■ **Aufgabenstellung 1**
Um wie viel teurer ist laut dem Text über das Brauhaus der klassische 20er Kasten Flaschenbier geworden?
════════════════
Aber Gauß betonte, dass sie allein nicht ausreichten, den Folgen des demografischen Wandels, des hohen Wettbewerbsdrucks und des Preiskampfs des Handels zu begegnen. Im Januar seien die Abgabepreise für Flaschenbier erhöht worden, der klassische 20er Kasten koste einen Euro mehr.

Wegen höherer Preise, sinkender Markentreue und weil nicht für alle »Fernsehbiere« die Preise angehoben wurde, plane man für dieses Jahr mit einem moderaten Absatzrückgang. Die Preiserhöhung habe sich im ersten Quartal stark auf die Absätze ausgewirkt; insbesondere beim saisonalen Klassiker, dem Mai-Ur-Bock, musste man deutliche Absatzrückgänge verzeichnen.

Das gute Wetter im April und Mai habe aber die Absatzrückgänge wieder kompensiert. Mit einer weiteren zeitlich begrenzten Spezialität, dem Export Bock, will das Brauhaus an die Kreationen zum Jubiläum des Reinheitsgebots und zum Reformationsjubiläum anknüpfen. Eine Sortimentsstraffung wird es bei Martini geben. Und momentan wird geprüft, weitere alkoholfreie Biere und Biermischgetränke einzuführen, um von diesem Trend zu profitieren.
════════════════
■ **Aufgabenstellung 2**
Gib aus den Datensätzen die Zeilen vom Anfang der Datensätze bis einschließlich der Zeile mit „x=303 y=629“ wortgetreu wieder. Lass die Bilder dabei weg.

(Gespeicherte Dateneinträge)
════════════════
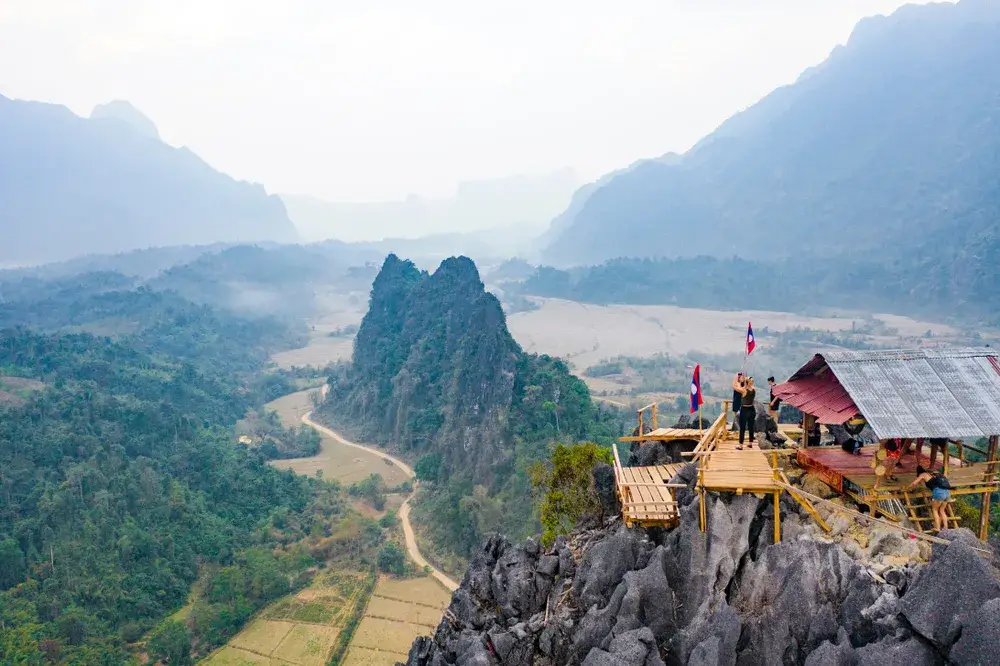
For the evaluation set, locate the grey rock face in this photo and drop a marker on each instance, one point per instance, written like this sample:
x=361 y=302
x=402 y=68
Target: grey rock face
x=980 y=641
x=725 y=597
x=948 y=591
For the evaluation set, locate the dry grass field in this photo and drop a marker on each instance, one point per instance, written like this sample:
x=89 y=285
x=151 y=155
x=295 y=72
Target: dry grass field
x=587 y=334
x=320 y=352
x=343 y=463
x=398 y=612
x=300 y=629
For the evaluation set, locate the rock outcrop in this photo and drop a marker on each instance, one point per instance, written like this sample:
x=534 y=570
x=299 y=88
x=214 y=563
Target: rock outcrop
x=728 y=596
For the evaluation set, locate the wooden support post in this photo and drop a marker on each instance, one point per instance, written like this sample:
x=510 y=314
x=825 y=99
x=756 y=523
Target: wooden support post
x=777 y=517
x=807 y=421
x=984 y=509
x=701 y=495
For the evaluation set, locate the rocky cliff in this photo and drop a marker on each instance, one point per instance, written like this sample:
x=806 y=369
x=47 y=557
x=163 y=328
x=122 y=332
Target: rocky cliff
x=435 y=371
x=729 y=596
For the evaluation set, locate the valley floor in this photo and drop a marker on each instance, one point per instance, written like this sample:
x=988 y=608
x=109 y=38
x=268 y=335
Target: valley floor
x=303 y=629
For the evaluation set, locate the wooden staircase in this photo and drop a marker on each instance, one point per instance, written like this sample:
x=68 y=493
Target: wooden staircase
x=918 y=509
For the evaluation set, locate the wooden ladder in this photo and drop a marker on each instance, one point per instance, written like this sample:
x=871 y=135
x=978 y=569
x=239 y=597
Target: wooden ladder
x=914 y=504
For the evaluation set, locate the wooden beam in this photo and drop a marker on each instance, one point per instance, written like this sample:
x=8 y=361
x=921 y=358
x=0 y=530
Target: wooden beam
x=984 y=508
x=857 y=514
x=777 y=517
x=807 y=423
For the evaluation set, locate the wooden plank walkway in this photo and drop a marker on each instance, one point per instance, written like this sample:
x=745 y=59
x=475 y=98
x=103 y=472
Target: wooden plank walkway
x=726 y=468
x=646 y=495
x=666 y=435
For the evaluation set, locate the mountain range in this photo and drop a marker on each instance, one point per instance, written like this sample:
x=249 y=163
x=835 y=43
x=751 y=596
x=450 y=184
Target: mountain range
x=71 y=186
x=889 y=147
x=521 y=205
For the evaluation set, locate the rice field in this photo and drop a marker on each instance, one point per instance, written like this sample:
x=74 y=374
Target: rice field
x=299 y=630
x=343 y=463
x=399 y=610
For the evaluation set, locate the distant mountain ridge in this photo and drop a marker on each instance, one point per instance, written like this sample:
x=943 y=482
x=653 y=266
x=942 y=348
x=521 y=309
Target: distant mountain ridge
x=895 y=136
x=71 y=186
x=527 y=201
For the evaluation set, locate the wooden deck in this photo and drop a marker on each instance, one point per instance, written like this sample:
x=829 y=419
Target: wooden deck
x=853 y=476
x=646 y=494
x=666 y=435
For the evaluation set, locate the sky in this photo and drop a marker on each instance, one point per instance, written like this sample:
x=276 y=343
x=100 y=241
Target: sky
x=375 y=100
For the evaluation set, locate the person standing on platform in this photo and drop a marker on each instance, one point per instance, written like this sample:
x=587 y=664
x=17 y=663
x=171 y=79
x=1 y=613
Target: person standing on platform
x=748 y=413
x=940 y=489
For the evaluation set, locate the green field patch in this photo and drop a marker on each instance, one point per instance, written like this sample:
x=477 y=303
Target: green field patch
x=261 y=636
x=308 y=645
x=230 y=656
x=321 y=610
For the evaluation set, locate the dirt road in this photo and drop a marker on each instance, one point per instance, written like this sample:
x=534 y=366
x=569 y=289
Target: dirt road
x=404 y=511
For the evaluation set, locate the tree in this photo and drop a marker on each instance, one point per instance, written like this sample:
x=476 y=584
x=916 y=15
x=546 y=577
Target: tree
x=391 y=559
x=567 y=484
x=11 y=564
x=171 y=643
x=427 y=467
════════════════
■ **Lösung der Aufgabe 1**
Der klassische 20er Kasten kostet einen Euro mehr.

■ **Lösung der Aufgabe 2**
For the evaluation set, locate the grey rock face in this photo and drop a marker on each instance, one point per instance, written like this sample:
x=361 y=302
x=402 y=68
Target: grey rock face
x=980 y=641
x=725 y=597
x=948 y=591
For the evaluation set, locate the dry grass field in this photo and drop a marker on each instance, one point per instance, written like this sample:
x=89 y=285
x=151 y=155
x=295 y=72
Target: dry grass field
x=587 y=334
x=320 y=352
x=343 y=463
x=398 y=612
x=300 y=629
For the evaluation set, locate the rock outcrop in this photo and drop a marker on each instance, one point per instance, written like this sample:
x=534 y=570
x=299 y=88
x=214 y=563
Target: rock outcrop
x=728 y=596
For the evaluation set, locate the wooden support post in this photo and drop a marker on each instance, one point per instance, written like this sample:
x=510 y=314
x=825 y=99
x=756 y=523
Target: wooden support post
x=777 y=517
x=807 y=421
x=984 y=509
x=701 y=495
For the evaluation set, locate the rocky cliff in this photo and drop a marker on each instance, one point per instance, written like this sample:
x=806 y=369
x=47 y=557
x=163 y=328
x=122 y=332
Target: rocky cliff
x=435 y=371
x=729 y=596
For the evaluation set, locate the valley floor in this photo and drop a marker on each instance, one point per instance, written like this sample:
x=988 y=608
x=109 y=38
x=268 y=335
Target: valley floor
x=303 y=629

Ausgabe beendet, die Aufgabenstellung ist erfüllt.